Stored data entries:
= Beginning of Section =

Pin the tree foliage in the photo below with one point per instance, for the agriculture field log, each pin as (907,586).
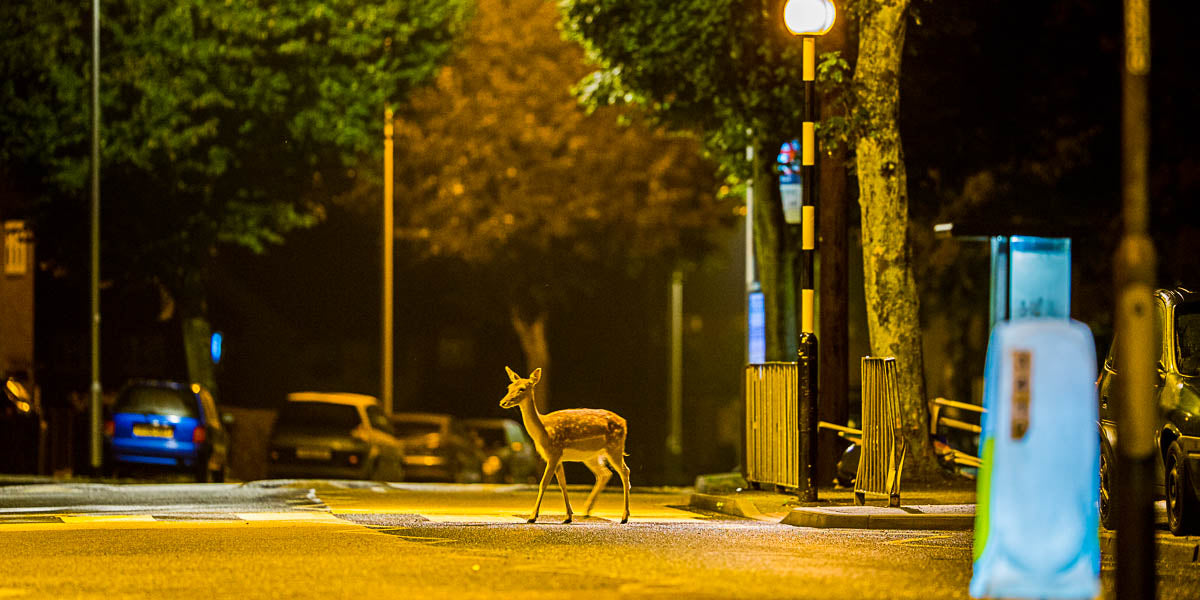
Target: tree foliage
(725,69)
(221,121)
(501,167)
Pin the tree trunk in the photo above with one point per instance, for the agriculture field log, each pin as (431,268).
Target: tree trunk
(892,305)
(774,256)
(532,335)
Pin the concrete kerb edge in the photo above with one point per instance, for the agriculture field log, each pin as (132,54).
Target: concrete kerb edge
(736,507)
(1173,551)
(833,520)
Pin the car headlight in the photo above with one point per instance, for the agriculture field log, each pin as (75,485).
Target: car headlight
(492,465)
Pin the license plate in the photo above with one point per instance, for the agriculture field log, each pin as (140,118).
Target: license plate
(154,431)
(313,454)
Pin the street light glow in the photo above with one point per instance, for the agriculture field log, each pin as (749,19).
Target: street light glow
(809,17)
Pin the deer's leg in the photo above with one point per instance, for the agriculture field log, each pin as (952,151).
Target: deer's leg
(617,459)
(603,475)
(562,484)
(551,463)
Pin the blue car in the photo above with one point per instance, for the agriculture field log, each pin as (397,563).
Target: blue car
(168,424)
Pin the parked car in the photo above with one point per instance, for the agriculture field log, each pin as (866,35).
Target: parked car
(509,455)
(167,424)
(334,436)
(1175,340)
(22,429)
(437,448)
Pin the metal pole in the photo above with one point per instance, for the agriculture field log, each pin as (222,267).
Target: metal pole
(808,339)
(675,417)
(749,255)
(385,337)
(1134,288)
(94,215)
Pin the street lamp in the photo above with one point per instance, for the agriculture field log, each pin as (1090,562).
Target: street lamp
(808,19)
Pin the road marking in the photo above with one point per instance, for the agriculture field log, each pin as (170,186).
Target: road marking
(107,519)
(289,516)
(909,541)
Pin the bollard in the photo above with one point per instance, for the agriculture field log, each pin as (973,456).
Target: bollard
(807,381)
(1037,523)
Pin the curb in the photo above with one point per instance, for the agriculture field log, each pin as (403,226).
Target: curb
(726,505)
(1175,551)
(827,519)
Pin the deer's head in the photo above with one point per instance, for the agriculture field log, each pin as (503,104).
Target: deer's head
(520,389)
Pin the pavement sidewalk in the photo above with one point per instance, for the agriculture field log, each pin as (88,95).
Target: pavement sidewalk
(947,508)
(922,509)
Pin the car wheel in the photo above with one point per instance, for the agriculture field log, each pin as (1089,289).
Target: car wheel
(203,475)
(1181,502)
(1108,466)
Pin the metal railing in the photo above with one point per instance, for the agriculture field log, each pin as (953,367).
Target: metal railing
(883,444)
(773,429)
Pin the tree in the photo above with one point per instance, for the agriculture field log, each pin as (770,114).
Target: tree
(727,67)
(893,312)
(727,71)
(502,168)
(222,123)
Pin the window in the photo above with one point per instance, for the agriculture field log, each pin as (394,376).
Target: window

= End of Section =

- **Your task**:
Restate the data above word for word, omitting every picture.

- **Response**:
Pin the tree foliage in the photo below with one point per instance, for the agriculture field log, each pin as (907,586).
Target: tree foliage
(725,69)
(221,121)
(501,167)
Pin the tree trunk in the photo above with one point per instance, for the agriculture field log, each pin as (431,268).
Target: tree trunk
(892,305)
(774,256)
(532,335)
Pin the concrete kerb edge in the photo above with one point per instance, for the agriculture field log, each pin as (132,54).
Target: concrete kerb edge
(736,507)
(1173,551)
(833,520)
Pin the car headlight in the photo above with one point per instance, for the agriculture field log, each pin as (75,485).
Target: car headlight
(492,465)
Pin the license plate in the photo above with one point per instance, for the agriculture field log, each pin as (140,118).
Target: license plate
(154,431)
(313,454)
Pin the street light glow in the photo above with one point per instance, for the agriculture field log, each pin as (749,19).
Target: street light glow
(809,17)
Pin the deer's leg in the photo above with one point per instance, for the agriculture field log, each pin as (952,151).
Target: deer's leg
(617,459)
(603,475)
(562,484)
(551,463)
Pin the blue car in the photo above with one point per instance, for the agriculture field log, each pin as (397,563).
Target: blue car
(168,424)
Pin the parked car in the photo above with one point per instance, for the agriculture field log, each pin as (866,35).
Target: parked car
(509,455)
(167,424)
(334,436)
(1175,340)
(22,429)
(437,448)
Pin the metal pole in the photo above with one point per instance, for the agriculture field log, each pin as (222,267).
Target: metal pole
(808,339)
(675,417)
(749,255)
(385,337)
(1134,288)
(94,215)
Pin the street lamp in the photo above with one point per instance, for the agriculture field log, each pin as (1090,562).
Target: street lamp
(808,19)
Pin the road marking in the photo above with one point per instance, for the agriculture field log, each pin as (170,186).
Target: road marking
(107,519)
(289,516)
(909,541)
Pin the bollard in the photo above with one point per instance, for the agriculture field log, each pin as (973,456).
Target: bollard
(807,381)
(1037,523)
Pin the curb in the photo above with one point per instance, for the agriculture field log, each pin as (403,226).
Target: curb
(726,505)
(1175,551)
(827,519)
Pin the deer's head in the photo above with one point per instance, for the agriculture field log, each pin as (503,104).
Target: deer's head
(520,389)
Pin the pavement sidewalk in the photo above with one point per instance, for the agriculture field log, each pin as (88,95).
Target: pavement sidewalk
(947,508)
(922,509)
Pin the car wheel in the photo above with one point per instance, for the agriculture field log, each pin as (1089,289).
Target: car wheel
(203,475)
(1181,502)
(1108,466)
Pin the metal railing in the photo above with one point per instance, for the agriculture field log, each pin as (953,367).
Target: metal railing
(883,444)
(773,429)
Pin the tree in the photo above with one point per instance, for the agriculture field log, each pin as (770,114).
Target: tree
(727,67)
(893,312)
(727,71)
(502,168)
(222,123)
Pin the window in the photo above with one point per instance, for the agriculture field log, each pin as (394,376).
Target: window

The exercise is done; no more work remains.